*Job*:
Output exactly the lines between the line that contains "Guideline: for every instance of the black" and the last line of the material, counting both.

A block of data
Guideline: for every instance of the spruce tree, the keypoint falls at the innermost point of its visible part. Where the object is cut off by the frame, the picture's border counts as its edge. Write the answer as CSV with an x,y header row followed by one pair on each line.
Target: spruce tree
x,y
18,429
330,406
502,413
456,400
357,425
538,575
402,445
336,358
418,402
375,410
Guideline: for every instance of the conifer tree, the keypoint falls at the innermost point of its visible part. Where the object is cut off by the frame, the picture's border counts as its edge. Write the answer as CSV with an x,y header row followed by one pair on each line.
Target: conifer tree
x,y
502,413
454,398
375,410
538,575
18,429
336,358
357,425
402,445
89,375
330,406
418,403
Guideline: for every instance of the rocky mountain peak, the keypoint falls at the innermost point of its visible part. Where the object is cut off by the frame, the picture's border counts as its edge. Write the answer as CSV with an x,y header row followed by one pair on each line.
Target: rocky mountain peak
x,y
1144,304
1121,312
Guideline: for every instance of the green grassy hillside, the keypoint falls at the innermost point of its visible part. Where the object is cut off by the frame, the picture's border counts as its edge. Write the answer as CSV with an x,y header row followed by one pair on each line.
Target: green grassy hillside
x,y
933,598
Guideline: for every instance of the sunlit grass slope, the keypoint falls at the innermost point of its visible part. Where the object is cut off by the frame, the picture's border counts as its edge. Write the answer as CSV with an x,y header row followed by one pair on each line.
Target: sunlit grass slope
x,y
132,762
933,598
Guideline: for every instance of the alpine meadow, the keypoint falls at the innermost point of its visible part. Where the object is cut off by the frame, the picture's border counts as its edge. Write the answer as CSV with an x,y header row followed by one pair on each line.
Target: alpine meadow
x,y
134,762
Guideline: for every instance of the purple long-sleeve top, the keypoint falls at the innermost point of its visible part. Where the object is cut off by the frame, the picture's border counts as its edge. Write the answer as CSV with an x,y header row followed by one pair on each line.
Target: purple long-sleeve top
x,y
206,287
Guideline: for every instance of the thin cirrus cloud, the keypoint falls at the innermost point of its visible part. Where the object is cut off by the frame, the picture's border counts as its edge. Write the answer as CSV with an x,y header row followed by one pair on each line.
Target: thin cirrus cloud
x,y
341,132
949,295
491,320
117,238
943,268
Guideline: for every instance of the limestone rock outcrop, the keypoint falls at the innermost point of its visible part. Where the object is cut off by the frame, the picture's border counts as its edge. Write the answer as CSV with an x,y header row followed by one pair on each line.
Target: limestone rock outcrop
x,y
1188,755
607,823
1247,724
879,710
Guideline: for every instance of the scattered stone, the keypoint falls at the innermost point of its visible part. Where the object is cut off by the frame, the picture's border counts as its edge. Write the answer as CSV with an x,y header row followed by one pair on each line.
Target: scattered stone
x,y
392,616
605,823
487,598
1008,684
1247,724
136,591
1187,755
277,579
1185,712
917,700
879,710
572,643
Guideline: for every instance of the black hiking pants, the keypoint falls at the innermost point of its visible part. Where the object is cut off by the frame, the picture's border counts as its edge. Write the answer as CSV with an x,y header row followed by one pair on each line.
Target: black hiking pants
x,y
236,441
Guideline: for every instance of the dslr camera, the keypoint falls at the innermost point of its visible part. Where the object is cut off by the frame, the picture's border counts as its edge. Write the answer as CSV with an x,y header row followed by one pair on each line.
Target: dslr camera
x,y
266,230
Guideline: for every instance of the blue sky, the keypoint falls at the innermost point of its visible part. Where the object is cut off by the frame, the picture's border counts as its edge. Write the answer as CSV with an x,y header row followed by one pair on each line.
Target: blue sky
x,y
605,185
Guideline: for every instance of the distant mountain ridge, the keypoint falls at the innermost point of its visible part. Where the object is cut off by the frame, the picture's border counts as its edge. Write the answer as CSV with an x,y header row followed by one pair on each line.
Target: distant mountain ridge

*Solution for this problem*:
Guideline: for every instance of the black hiking pants, the keypoint falls at the innermost point of its visible part. Where the object is cut off by the frame, the picture's border counts as its edge. Write the answer as CSV with an x,y header row followed by one pair on each line.
Target: black hiking pants
x,y
236,441
Guideline: for every instance of the dslr camera, the keypoint falls at the innermost point of its visible part. Where the object is cut off by the frame, the picture's border counts as its edge. Write the answer as CSV with an x,y header row followed by one pair on each line.
Target: dslr camera
x,y
266,230
Guideline: for every instance of the blue sky, the keypoint falls at the innermost point of its visible part. Where the object is cut off by the frame, the picture's border counts as its edge. Write the answer as CSV with an x,y header row followed by one pair on each line.
Target: blue sky
x,y
605,185
Guideline: for every instance of the distant mountain ridge, the keypoint falls at the innermost point of its visible part. Where the object is cut off by the frame, the picture's border counts as its edge. Write the answer as CSV with an x,y header row followed by one pair on each line.
Target: distant mountain ridge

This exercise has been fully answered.